__The task__. Copy out all of the data below word for word, omitting the pictures.
— Start —
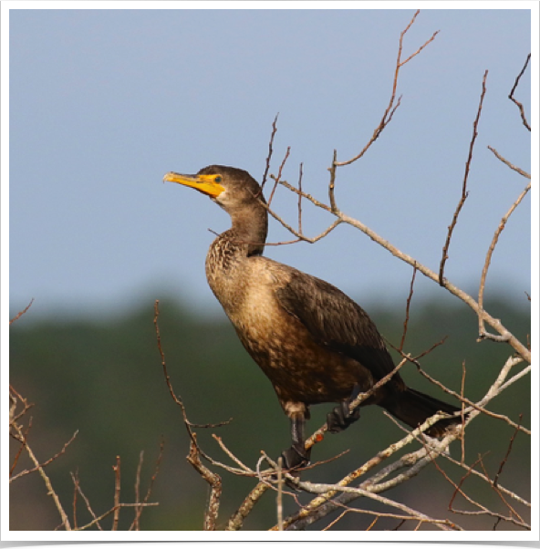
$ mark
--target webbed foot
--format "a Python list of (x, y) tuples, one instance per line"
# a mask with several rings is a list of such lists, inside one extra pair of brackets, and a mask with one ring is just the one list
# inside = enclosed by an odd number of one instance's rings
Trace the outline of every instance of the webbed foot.
[(351, 423), (358, 421), (360, 419), (360, 409), (355, 408), (350, 412), (350, 403), (360, 393), (359, 386), (356, 385), (352, 395), (347, 400), (342, 400), (331, 412), (327, 415), (327, 427), (329, 432), (340, 432), (346, 430)]

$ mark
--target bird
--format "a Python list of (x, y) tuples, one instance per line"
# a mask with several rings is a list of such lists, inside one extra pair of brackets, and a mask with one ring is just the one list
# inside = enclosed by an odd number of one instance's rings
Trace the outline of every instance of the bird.
[[(327, 416), (330, 432), (359, 419), (349, 410), (357, 395), (395, 369), (376, 325), (354, 300), (333, 285), (263, 255), (268, 209), (259, 183), (244, 170), (210, 165), (194, 175), (163, 177), (209, 196), (231, 217), (206, 255), (210, 288), (246, 351), (274, 387), (290, 420), (291, 447), (282, 453), (287, 470), (309, 463), (305, 425), (310, 407), (337, 403)], [(437, 412), (426, 430), (444, 435), (462, 421), (461, 409), (409, 388), (399, 372), (360, 406), (378, 405), (411, 428)], [(459, 416), (459, 417), (458, 417)]]

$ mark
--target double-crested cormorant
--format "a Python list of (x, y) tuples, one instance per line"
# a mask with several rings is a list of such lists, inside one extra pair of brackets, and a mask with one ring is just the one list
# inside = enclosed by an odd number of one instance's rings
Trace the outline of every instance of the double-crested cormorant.
[[(268, 227), (261, 187), (244, 170), (208, 166), (196, 175), (169, 172), (164, 181), (192, 187), (231, 216), (206, 256), (206, 277), (244, 347), (266, 374), (291, 420), (287, 468), (305, 464), (304, 424), (309, 406), (338, 402), (327, 416), (330, 431), (359, 417), (351, 396), (368, 391), (394, 369), (375, 324), (332, 285), (263, 257)], [(399, 373), (362, 403), (381, 406), (416, 428), (437, 411), (459, 409), (409, 388)], [(426, 432), (440, 436), (460, 418), (440, 420)]]

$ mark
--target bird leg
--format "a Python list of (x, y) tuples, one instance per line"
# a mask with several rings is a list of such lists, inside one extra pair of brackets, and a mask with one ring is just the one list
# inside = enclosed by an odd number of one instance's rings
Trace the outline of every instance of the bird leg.
[(285, 469), (296, 469), (309, 463), (311, 449), (306, 450), (304, 440), (304, 416), (295, 415), (291, 418), (291, 447), (286, 450), (281, 457)]
[(360, 419), (359, 407), (355, 408), (352, 412), (349, 411), (350, 403), (360, 392), (360, 386), (355, 385), (351, 396), (347, 400), (339, 402), (339, 405), (327, 415), (327, 427), (329, 432), (340, 432)]

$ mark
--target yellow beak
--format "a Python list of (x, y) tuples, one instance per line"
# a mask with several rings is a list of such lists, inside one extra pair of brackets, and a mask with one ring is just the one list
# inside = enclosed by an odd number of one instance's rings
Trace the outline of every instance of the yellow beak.
[(219, 196), (225, 188), (216, 181), (222, 181), (222, 176), (217, 173), (204, 174), (204, 175), (183, 175), (182, 173), (175, 173), (174, 171), (169, 171), (163, 177), (164, 181), (172, 181), (173, 183), (180, 183), (186, 187), (192, 187), (206, 194), (212, 198)]

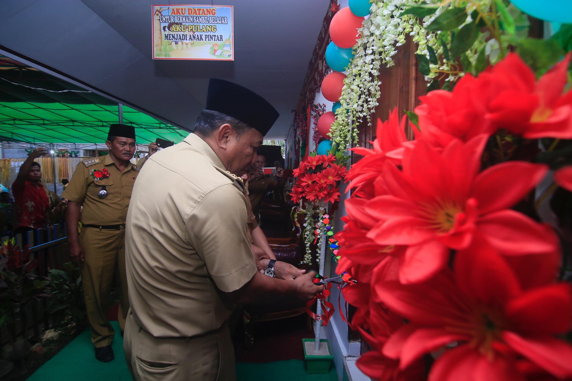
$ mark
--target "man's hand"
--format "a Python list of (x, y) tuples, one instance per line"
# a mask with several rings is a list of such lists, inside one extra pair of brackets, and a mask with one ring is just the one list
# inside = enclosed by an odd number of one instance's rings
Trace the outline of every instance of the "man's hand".
[(252, 246), (252, 254), (254, 254), (254, 262), (256, 263), (256, 268), (260, 272), (264, 273), (264, 269), (270, 261), (270, 257), (266, 252), (258, 246)]
[(323, 284), (321, 286), (314, 284), (312, 282), (313, 277), (314, 273), (310, 271), (294, 279), (293, 282), (296, 283), (297, 296), (304, 300), (309, 300), (325, 288)]
[(285, 280), (295, 279), (305, 272), (305, 270), (300, 270), (289, 263), (281, 260), (276, 261), (276, 263), (274, 264), (274, 274), (276, 278)]
[(30, 153), (28, 156), (35, 159), (36, 158), (39, 158), (41, 156), (45, 156), (46, 155), (47, 155), (47, 150), (43, 147), (38, 147)]
[(85, 259), (85, 254), (84, 252), (84, 248), (79, 243), (69, 243), (70, 259), (76, 266), (80, 266), (84, 259)]
[(158, 149), (159, 149), (159, 146), (157, 145), (156, 143), (155, 143), (154, 142), (150, 143), (149, 145), (149, 155), (147, 155), (147, 157), (148, 158), (149, 157), (153, 155), (154, 153), (157, 152)]

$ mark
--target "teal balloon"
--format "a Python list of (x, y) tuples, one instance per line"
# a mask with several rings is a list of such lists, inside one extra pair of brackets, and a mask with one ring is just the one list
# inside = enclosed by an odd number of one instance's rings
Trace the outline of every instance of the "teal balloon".
[(541, 20), (572, 23), (572, 1), (570, 0), (511, 0), (525, 13)]
[(329, 140), (323, 140), (318, 145), (316, 149), (316, 153), (318, 155), (327, 155), (332, 149), (332, 142)]
[(336, 71), (345, 71), (353, 58), (351, 47), (344, 49), (339, 47), (333, 42), (330, 42), (325, 49), (325, 62), (332, 70)]
[(349, 0), (349, 10), (358, 17), (365, 17), (370, 14), (370, 0)]

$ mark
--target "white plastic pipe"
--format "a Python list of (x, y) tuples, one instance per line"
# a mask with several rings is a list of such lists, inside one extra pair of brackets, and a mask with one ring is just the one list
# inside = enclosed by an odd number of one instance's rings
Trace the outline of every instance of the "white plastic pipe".
[[(320, 246), (320, 267), (318, 270), (318, 274), (322, 276), (324, 276), (324, 264), (325, 262), (325, 243), (328, 241), (328, 236), (322, 232), (322, 242)], [(321, 304), (320, 300), (316, 301), (316, 314), (317, 316), (321, 315)], [(320, 350), (320, 333), (321, 330), (321, 320), (316, 320), (314, 323), (314, 331), (316, 336), (314, 343), (314, 350), (316, 353)]]

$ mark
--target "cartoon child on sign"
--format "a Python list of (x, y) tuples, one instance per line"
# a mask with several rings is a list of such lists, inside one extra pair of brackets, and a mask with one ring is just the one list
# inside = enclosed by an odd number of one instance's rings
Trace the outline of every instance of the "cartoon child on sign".
[(231, 50), (231, 39), (227, 38), (224, 40), (224, 46), (223, 47), (223, 50)]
— End —
__Response to the exercise__.
$ mark
--target webbed foot
--format "a Python list of (x, y) tuples, one instance per line"
# a mask with several rings is a list of such lists, inside one extra pair of brackets, and a mask with one ring is just the one list
# inside = enclosed by an odd number of one instance's rings
Trace the outline of every instance of the webbed foot.
[(351, 423), (358, 421), (360, 419), (360, 409), (355, 408), (350, 412), (350, 403), (360, 393), (359, 386), (356, 385), (352, 395), (347, 400), (342, 400), (331, 412), (327, 415), (327, 427), (329, 432), (340, 432), (346, 430)]

$ mark
--target bird
--format "a Python list of (x, y) tuples, one instance per line"
# a mask with several rings is a list of such lists, inside one extra pair of brackets, and a mask with one ring is just the one list
# inside = enclosed by an odd number of one instance's rings
Trace the outline of every instance of the bird.
[[(327, 416), (330, 432), (359, 419), (349, 410), (357, 395), (395, 369), (376, 325), (354, 300), (333, 285), (263, 255), (268, 209), (259, 183), (244, 170), (210, 165), (194, 175), (163, 177), (209, 196), (231, 217), (206, 255), (210, 288), (246, 351), (274, 387), (290, 420), (291, 447), (282, 453), (287, 470), (309, 463), (305, 425), (310, 407), (337, 403)], [(437, 412), (426, 430), (444, 435), (462, 421), (461, 409), (409, 388), (399, 372), (360, 406), (378, 405), (411, 428)], [(459, 416), (459, 417), (458, 417)]]

$ mark
--target double-crested cormorant
--format "a Python list of (x, y) tuples, one instance per line"
# a mask with several rings is a list of such lists, inside one extra pair of brackets, and a mask with one ring is just the one list
# inside = enclosed by an odd number of one instance's rings
Trace the outline of every instance of the double-crested cormorant.
[[(268, 227), (261, 187), (244, 170), (208, 166), (196, 175), (169, 172), (164, 181), (192, 187), (231, 216), (206, 256), (206, 277), (244, 347), (266, 374), (291, 420), (287, 468), (305, 464), (304, 424), (309, 406), (338, 402), (327, 416), (330, 431), (359, 417), (351, 396), (368, 391), (394, 369), (375, 324), (332, 285), (263, 257)], [(399, 373), (362, 403), (381, 406), (416, 428), (437, 411), (459, 409), (409, 388)], [(426, 432), (440, 436), (460, 418), (440, 420)]]

$ mark
--target bird leg
--format "a Python list of (x, y) tuples, one instance per line"
# a mask with several rings is a list of such lists, inside one extra pair of brackets, and a mask with one ring is just the one list
# inside = enclosed by an odd number of one instance's rings
Trace the outline of every instance of the bird leg.
[(285, 469), (296, 469), (309, 463), (311, 449), (306, 450), (304, 440), (304, 416), (295, 415), (291, 418), (291, 447), (286, 450), (281, 457)]
[(360, 419), (359, 407), (355, 408), (352, 412), (349, 411), (350, 403), (360, 392), (360, 386), (355, 385), (351, 396), (347, 400), (339, 402), (339, 405), (327, 415), (327, 427), (329, 432), (340, 432)]

$ mark
--target yellow beak
--format "a Python list of (x, y) tuples, one instance per line"
# a mask with several rings is a list of such lists, inside one extra pair of brackets, and a mask with one ring is just the one list
# inside = enclosed by an odd number of one instance's rings
Trace the outline of every instance of the yellow beak.
[(219, 196), (225, 188), (216, 181), (222, 181), (222, 176), (217, 173), (204, 174), (204, 175), (183, 175), (182, 173), (175, 173), (174, 171), (169, 171), (163, 177), (164, 181), (172, 181), (173, 183), (180, 183), (186, 187), (192, 187), (206, 194), (212, 198)]

$ mark
--target "man's hand"
--format "a Python list of (x, y) tuples, one instance per line"
# a mask with several rings is a list of such lists, inside one extra pair of brackets, and a mask with one ring is just the one list
# inside = enclosed by an odd number of one instance's rings
Trace the outline of every instance of the "man's hand".
[(252, 246), (252, 254), (254, 254), (254, 262), (256, 263), (256, 268), (260, 272), (264, 273), (264, 269), (270, 261), (270, 257), (266, 252), (258, 246)]
[(323, 284), (321, 286), (314, 284), (312, 282), (313, 277), (314, 273), (310, 271), (294, 279), (293, 282), (296, 283), (297, 296), (304, 300), (309, 300), (325, 288)]
[(285, 280), (295, 279), (305, 272), (305, 270), (300, 270), (289, 263), (281, 260), (276, 261), (276, 263), (274, 264), (274, 274), (276, 278)]
[(30, 153), (28, 156), (35, 159), (36, 158), (39, 158), (41, 156), (45, 156), (46, 155), (47, 155), (47, 150), (43, 147), (38, 147)]
[(85, 259), (85, 254), (84, 252), (84, 248), (79, 243), (69, 243), (70, 259), (76, 266), (80, 266), (84, 259)]
[(158, 149), (159, 149), (159, 146), (157, 145), (156, 143), (155, 143), (154, 142), (150, 143), (149, 145), (149, 155), (147, 155), (147, 157), (148, 158), (149, 157), (153, 155), (154, 153), (157, 152)]

$ mark
--target "teal balloon"
--format "a Python list of (x, y) tuples, one instance per line"
# a mask with several rings is a list of such lists, inside one extra pair of brackets, and a mask with one ring is just the one list
# inside = enclosed by an odd number of one instance's rings
Trace the outline of every instance of the "teal balloon".
[(541, 20), (572, 23), (572, 1), (570, 0), (511, 0), (525, 13)]
[(329, 140), (323, 140), (318, 145), (316, 149), (316, 153), (318, 155), (327, 155), (332, 149), (332, 142)]
[(336, 71), (345, 71), (353, 58), (351, 47), (344, 49), (339, 47), (333, 42), (330, 42), (325, 49), (325, 62), (332, 70)]
[(349, 0), (349, 10), (358, 17), (365, 17), (370, 14), (370, 0)]

$ mark
--target "white plastic pipe"
--format "a Python list of (x, y) tuples, one instance per line"
# a mask with several rings is a list of such lists, inside one extra pair of brackets, and a mask with one ring is just the one list
# inside = enclosed by an odd number of one instance's rings
Trace the outline of every instance of the "white plastic pipe".
[[(320, 246), (320, 267), (318, 270), (318, 274), (322, 276), (324, 276), (324, 264), (325, 262), (325, 243), (328, 241), (328, 236), (322, 232), (322, 242)], [(321, 304), (320, 300), (316, 301), (316, 314), (317, 316), (321, 315)], [(320, 350), (320, 333), (321, 330), (321, 320), (316, 320), (314, 323), (314, 331), (316, 336), (314, 343), (314, 350), (316, 353)]]

$ mark
--target "cartoon child on sign"
--format "a Python list of (x, y) tuples, one instance per line"
# a mask with several rings is a list of such lists, inside one extra pair of brackets, and a mask with one ring is just the one list
# inside = enclosed by an odd number of one instance's rings
Trace the outline of every instance of the "cartoon child on sign".
[(231, 50), (231, 39), (227, 38), (224, 40), (224, 46), (223, 47), (223, 50)]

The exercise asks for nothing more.